Current version of German anti-treaty shopping legislation is also incompatible with EU law

On 25 June 2018, the European Court of Justice published its decision of 14 June 2018 concerning the current version of the German anti-treaty /anti-directive shopping legislation.

Again, the ECJ found that the provision both contravened the Parent/Subsidiary Directive and constituted a restriction of the freedom of establishment.


On 20 December 2017 the European Court of Justice (ECJ) issued its decision on two cases referred to it by the Cologne Tax Court on the compatibility of the anti-abuse rule in Section 50d Income Tax Act (ITA) in the version of the 2007 Finance Act (old version) with EU law. The Cologne Tax Court – in a second referral – submitted another case (2 K 773/16) to the ECJ which concerned the current version of the anti-treaty shopping rule (Section 50d (3) Income Tax Act “ITA”), which applies to periods of assessment from 2012 onwards. The current Section 50d (3) ITA generally applies to situations where the shareholders of a foreign resident parent company would not be entitled to the same tax relief available to the parent company if they received the income directly and where the parent company in question does not earn income from its own economic activity in the relevant financial year.

In the case before the ECJ, the question was raised whether the appellant was entitled to a refund of withholding tax deducted from a dividend paid to it in 2013 by its German resident subsidiary. The Dutch parent company (“GS”) exercised three types of business functions, namely, as a financing and administrative holding company, as well as the financing of companies resident outside Germany and the trading in commodities in its own name and for its own account. For the purpose of these activities, GS used two technically equipped rented rooms and employed three people. The ECJ judges considered the concerns of the Cologne Tax Court justified and in giving the reasons for their decision, referred to their decisions in Deister Holding (C-504/16) and Juhler Holding (C-613/16) on 20 December 2017, which related to the version of the provision applicable to periods up to and including 2011.

Parent-Subsidiary Directive („PSD“)

According to the Court, the PSD neither prescribes what kind of economic activities a company must carry on, nor what level of income the relevant company must earn from its own economic activities.

Location annotation dataset excerpts >>
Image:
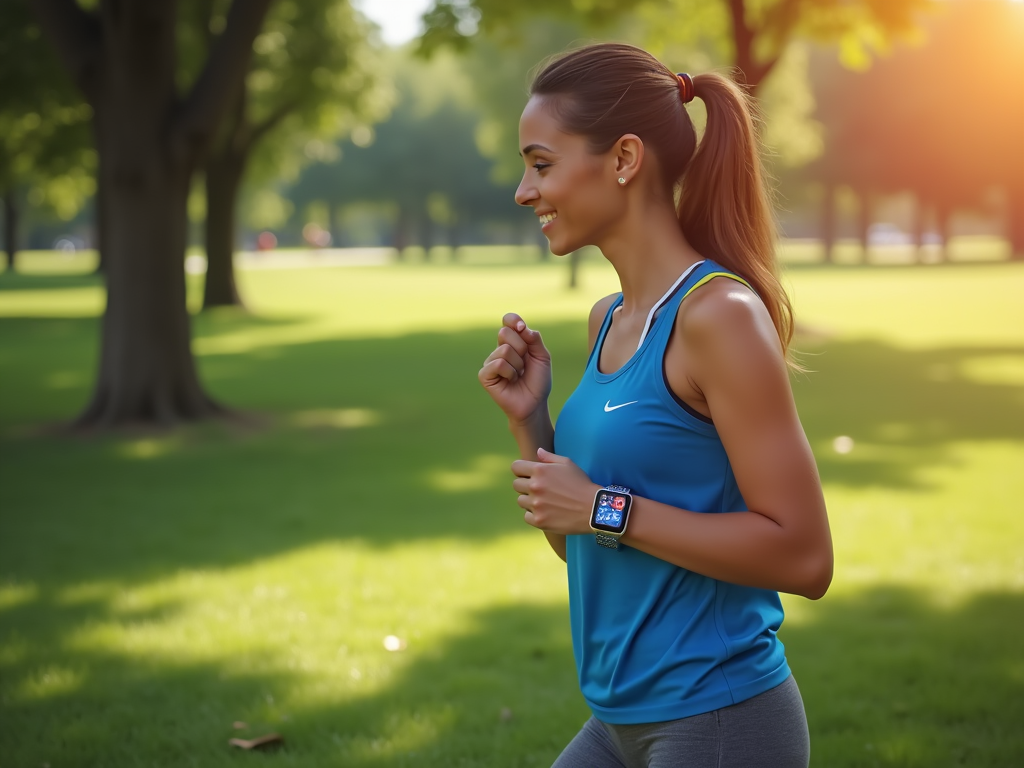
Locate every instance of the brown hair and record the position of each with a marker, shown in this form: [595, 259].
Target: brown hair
[606, 90]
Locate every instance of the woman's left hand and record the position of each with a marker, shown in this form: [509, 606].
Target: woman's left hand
[556, 494]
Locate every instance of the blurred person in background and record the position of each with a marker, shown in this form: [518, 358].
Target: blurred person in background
[684, 421]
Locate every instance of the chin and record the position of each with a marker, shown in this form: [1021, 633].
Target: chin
[562, 249]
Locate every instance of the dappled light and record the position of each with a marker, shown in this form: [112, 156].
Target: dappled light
[253, 497]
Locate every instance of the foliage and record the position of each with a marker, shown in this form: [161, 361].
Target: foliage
[424, 160]
[45, 143]
[754, 34]
[270, 563]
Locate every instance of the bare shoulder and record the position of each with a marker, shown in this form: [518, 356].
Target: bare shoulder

WORK INSTRUCTIONS >> In the text on German anti-treaty shopping legislation, how many people did the Dutch parent company GS employ for its activities? The items were drawn from a separate source.

SOLUTION FOR THIS TASK >> Three people.